WHAT THE TASK ASKS
Take the line with "Target = white foul line" as the first line and the last line of the data as the final one. Write out those lines exactly, and no others.

== == ==

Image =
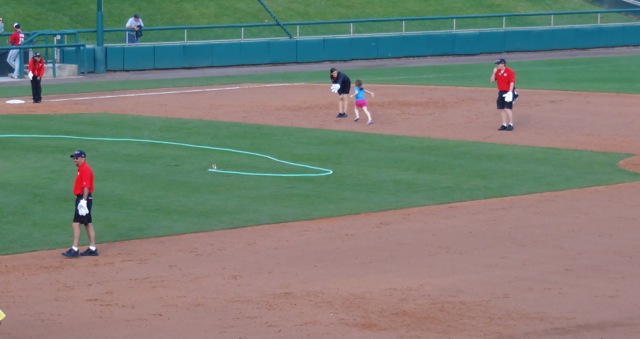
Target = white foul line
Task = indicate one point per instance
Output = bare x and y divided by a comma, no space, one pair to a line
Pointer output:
169,92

== == ==

SOLUTION FOR THIS PROBLEM
Target = white foul line
Task = indicate one point per instance
Output = bare x and y divided by a comma, no space, one pair to a line
Pointer output:
169,92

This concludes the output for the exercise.